* _Consigne de travail 1_
Indiquez si chacune des affirmations suivantes concorde avec le texte de lecture, en répondant par oui ou par non et en citant mot pour mot le passage décisif : (a) le tandem a été placé dans le coffre à bagages du bus ; (b) les voyageurs disposaient d'un GPS ; (c) les bagages portés sur le dos pesaient vingt kilos.
* _Consigne de travail 2_
Restituez sous forme de liste JSON de chaînes les lignes des entrées, depuis le début des entrées jusqu'à la ligne contenant "rough mask: <svg" incluse. Chaque ligne doit correspondre à une chaîne, et les lignes vides sont omises.

Premier jour de voyage   
                                                           
Nous descendons du bus encore somnolents, le ciel semble être nuageux.   Il est 6h30 du matin, une brise glaciale et paresseuse se fige dans l’air. Timide, Ouro Preto nous sourit. Douze heures plus tôt, à 696 km de là, nous poussions notre tandem jusqu’à la gare routière de São Paulo, le Terminal Tietê, tout en craignant que la compagnie d’autocar qui nous emmènerait à Ouro Preto ne refuse de le transporter. A l’embarquement, nous sommes tombés sur un fonctionnaire bienveillant qui, sans broncher et sans se plaindre de la taille encombrante du vélo, l’a rangé  dans le coffre à bagages du bus avec l’aide de Mathieu – on a retiré les roues et le porte-sacoches afin de disposer le tandem du mieux possible.  Auparavant, nous pédalions le long du fleuve sur la Marginal Tietê (sans doute la partie la plus dangereuse du voyage), en grande tenue de cyclistes, portant trente-cinq kilos de bagages sur le dos, entre fringues, caméras, appareils photos, bidons d’eau, tente et autres sacs de couchage.  
Quelques jours avant, Mathieu avait lu sur Internet le récit de l’expérience d’Antonio Olinto ainsi que celle de José Maurício de Barros qui ont parcouru la Route Royale à vélo. Contaminé par l’idée, il n’a fait ni une ni deux, a imprimé leurs itinéraires et leurs conseils (contenus dans leurs sites respectifs) pour les étudier- ces imprimés nous serviraient de cartes routières. Et c’est comme ça que nous sommes partis de Vila Romana, le quartier dans lequel nous vivions à São Paulo. Sans GPS, mais avec une boussole, nous avons pris le chemin de la gare routière. Le voyage en bus allait durer 11 heures jusqu’à  Ouro Preto, point de départ de notre épopée à travers la Route Royale.
Je n’avais aucune idée précise des endroits où nous allions pédaler. Mathieu avait déjà étudié le parcours, dans son esprit il avait déjà le tracé, le fil conducteur de la « carte », du trajet à parcourir. Quant à moi, le tracé que j’avais à l’esprit ressemblait furieusement à l’image  d’une TV mal réglée. Ce que je savais sur la Route Royale était très vague. Quelques minutes avant d’embarquer en direction du Minas Gerais, assise dans un café, j’avais réalisé la taille du défi qui nous attendait.

Entrées extraites d'une collection

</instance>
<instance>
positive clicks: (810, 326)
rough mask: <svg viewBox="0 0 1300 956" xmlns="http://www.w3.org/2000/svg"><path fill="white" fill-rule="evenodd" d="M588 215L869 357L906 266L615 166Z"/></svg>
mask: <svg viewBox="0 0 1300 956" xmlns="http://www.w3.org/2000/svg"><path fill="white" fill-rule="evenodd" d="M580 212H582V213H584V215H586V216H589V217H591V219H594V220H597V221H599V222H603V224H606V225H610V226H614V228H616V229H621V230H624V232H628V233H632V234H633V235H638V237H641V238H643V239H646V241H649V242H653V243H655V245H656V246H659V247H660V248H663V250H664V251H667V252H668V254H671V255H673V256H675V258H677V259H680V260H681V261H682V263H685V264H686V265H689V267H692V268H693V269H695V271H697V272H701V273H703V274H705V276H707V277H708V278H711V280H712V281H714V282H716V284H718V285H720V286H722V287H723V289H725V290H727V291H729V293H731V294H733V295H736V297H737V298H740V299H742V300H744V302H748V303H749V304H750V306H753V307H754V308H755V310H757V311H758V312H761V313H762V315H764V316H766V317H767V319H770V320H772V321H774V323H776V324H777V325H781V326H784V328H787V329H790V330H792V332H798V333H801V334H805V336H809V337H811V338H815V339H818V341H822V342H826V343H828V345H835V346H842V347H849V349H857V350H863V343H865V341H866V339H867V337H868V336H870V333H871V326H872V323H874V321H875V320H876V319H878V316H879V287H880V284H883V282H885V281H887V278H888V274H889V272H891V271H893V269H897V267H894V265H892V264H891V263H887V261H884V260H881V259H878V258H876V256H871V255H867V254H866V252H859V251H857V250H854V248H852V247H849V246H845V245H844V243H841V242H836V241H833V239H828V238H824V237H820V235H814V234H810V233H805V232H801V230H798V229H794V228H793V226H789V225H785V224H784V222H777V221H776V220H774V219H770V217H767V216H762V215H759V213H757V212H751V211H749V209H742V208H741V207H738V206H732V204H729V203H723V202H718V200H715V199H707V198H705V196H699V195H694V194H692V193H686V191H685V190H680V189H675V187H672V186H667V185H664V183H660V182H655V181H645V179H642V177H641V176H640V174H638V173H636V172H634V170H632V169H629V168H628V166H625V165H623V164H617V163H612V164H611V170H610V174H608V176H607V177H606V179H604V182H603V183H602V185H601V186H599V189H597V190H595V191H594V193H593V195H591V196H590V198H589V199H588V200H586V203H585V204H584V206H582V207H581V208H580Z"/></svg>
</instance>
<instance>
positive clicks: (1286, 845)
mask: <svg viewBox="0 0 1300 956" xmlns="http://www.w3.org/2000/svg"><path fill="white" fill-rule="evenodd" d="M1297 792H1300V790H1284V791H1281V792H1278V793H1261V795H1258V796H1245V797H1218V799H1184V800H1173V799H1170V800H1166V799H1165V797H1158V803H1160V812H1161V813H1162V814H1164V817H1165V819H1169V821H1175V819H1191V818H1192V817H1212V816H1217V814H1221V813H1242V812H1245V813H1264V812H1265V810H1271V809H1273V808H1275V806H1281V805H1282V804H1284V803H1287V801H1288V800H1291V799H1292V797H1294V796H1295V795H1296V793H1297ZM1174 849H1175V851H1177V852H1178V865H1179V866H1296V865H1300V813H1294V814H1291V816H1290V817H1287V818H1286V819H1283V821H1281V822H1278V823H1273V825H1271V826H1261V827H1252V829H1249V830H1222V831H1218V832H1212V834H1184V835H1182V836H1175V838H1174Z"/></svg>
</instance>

* _Zone de réponse 1_
(a) Oui : « dans le coffre à bagages du bus ».
(b) Non : « Sans GPS, mais avec une boussole ».
(c) Non : « portant trente-cinq kilos de bagages sur le dos ».

* _Zone de réponse 2_
[
  "</instance>",
  "<instance>",
  "positive clicks: (810, 326)",
  "rough mask: <svg viewBox=\"0 0 1300 956\" xmlns=\"http://www.w3.org/2000/svg\"><path fill=\"white\" fill-rule=\"evenodd\" d=\"M588 215L869 357L906 266L615 166Z\"/></svg>"
]